§ SELECTION:
— START —
The whole should be wrapped within some <div>'s, showing article title,
author, date etc.

Now I've written some small piece of XSL:
=====
<xsl:stylesheet version="1.0"
xmlns:xsl="http://www.w3.org/1999/XSL/Transform">
<xsl:output method="xml" omit-xml-declaration="yes"/>
<xsl:strip-space elements="*"/>

<!-- title becomes h3 -->
<xsl:template match="title">
<h3><xsl:apply-templates/></h3>
</xsl:template>

<!-- blockquote gets visible citation -->
<xsl:template match="blockquote">
<xsl:element name="blockquote">
<xsl:attribute name="cite">
<xsl:value-of select="@cite"/>
</xsl:attribute>
<div class="text"><xsl:apply-templates/></div>
<div class="cite">
<xsl:element name="a">
<xsl:attribute name="href">
<xsl:value-of select="@cite"/>
</xsl:attribute>
<xsl:value-of select="@cite"/>
</xsl:element>
</div>
</xsl:element>
</xsl:template>

<!-- a, em, img, p, tt go through unchanged -->
<xsl:template match="a|em|img|p|tt">
<xsl:copy>
<xsl:apply-templates select="@*|node()"/>
</xsl:copy>
</xsl:template>

<!-- the complete head is stripped out -->
<xsl:template match="head">
</xsl:template>
</xsl:stylesheet>
=====
And I'm right now extracting article titles etc. manually from the perl
code, and calling the xsl only on the body element. But this is not
really what I want... The point where I'm stuck is with the rules
which part of the xsl is called at which point on which part of the xml
file. And also: I'll certainly need to filter the img and a tags,
because I *only* want to allow the attributes I've talked about above.
— END —
§ PROMPT 1: Can you turn the paragraph of the XSL post that begins "And I'm right now extracting" into a short bulleted list that keeps its main facts?
§ PROMPT 2: How would you put this sentence from the XSL post into Spanish: "The whole should be wrapped within some <div>'s, showing article title, author, date etc."
Work only from the XSL post.

§ INFORMATION SUPPLIED:
— START —
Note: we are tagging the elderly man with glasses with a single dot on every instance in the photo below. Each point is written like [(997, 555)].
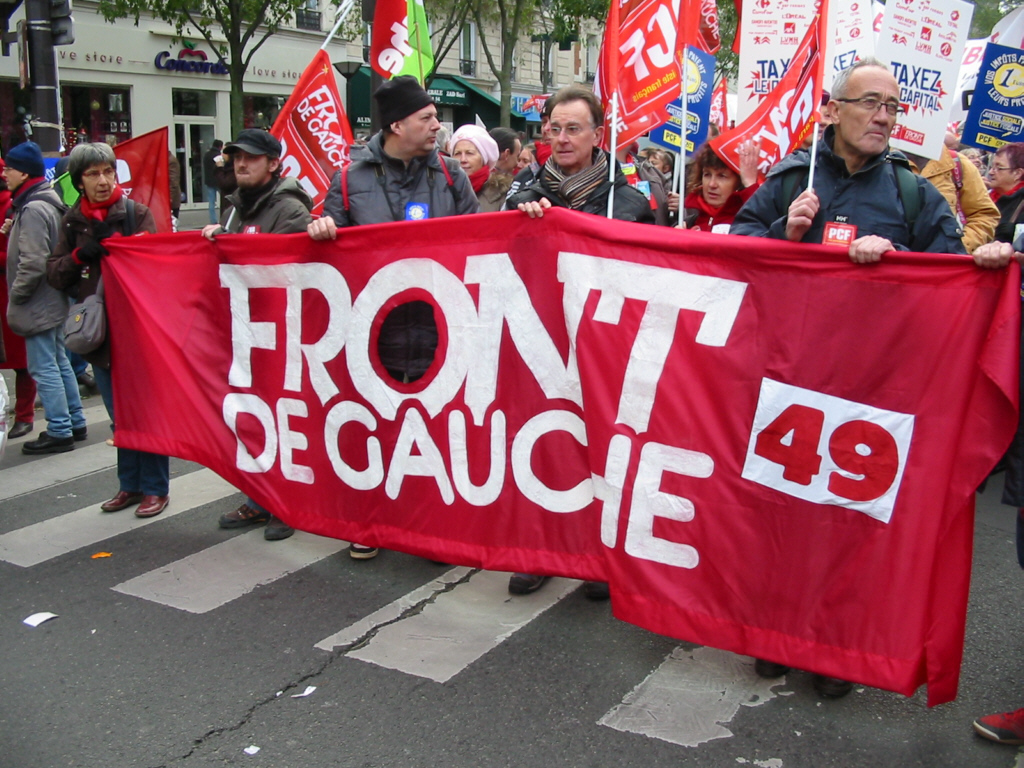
— END —
§ TASK OUTPUT 1:
- Article titles and similar details are currently extracted by hand in the Perl code.
- The XSL is applied only to the body element.
- This setup is not what is actually wanted.
- The sticking point is the rules for which part of the XSL is called at which point on which part of the XML file.
- The img and a tags will also need filtering so that only the attributes mentioned earlier are allowed.

§ TASK OUTPUT 2: El conjunto debería ir envuelto en algunos <div>, que muestren el título del artículo, el autor, la fecha, etc.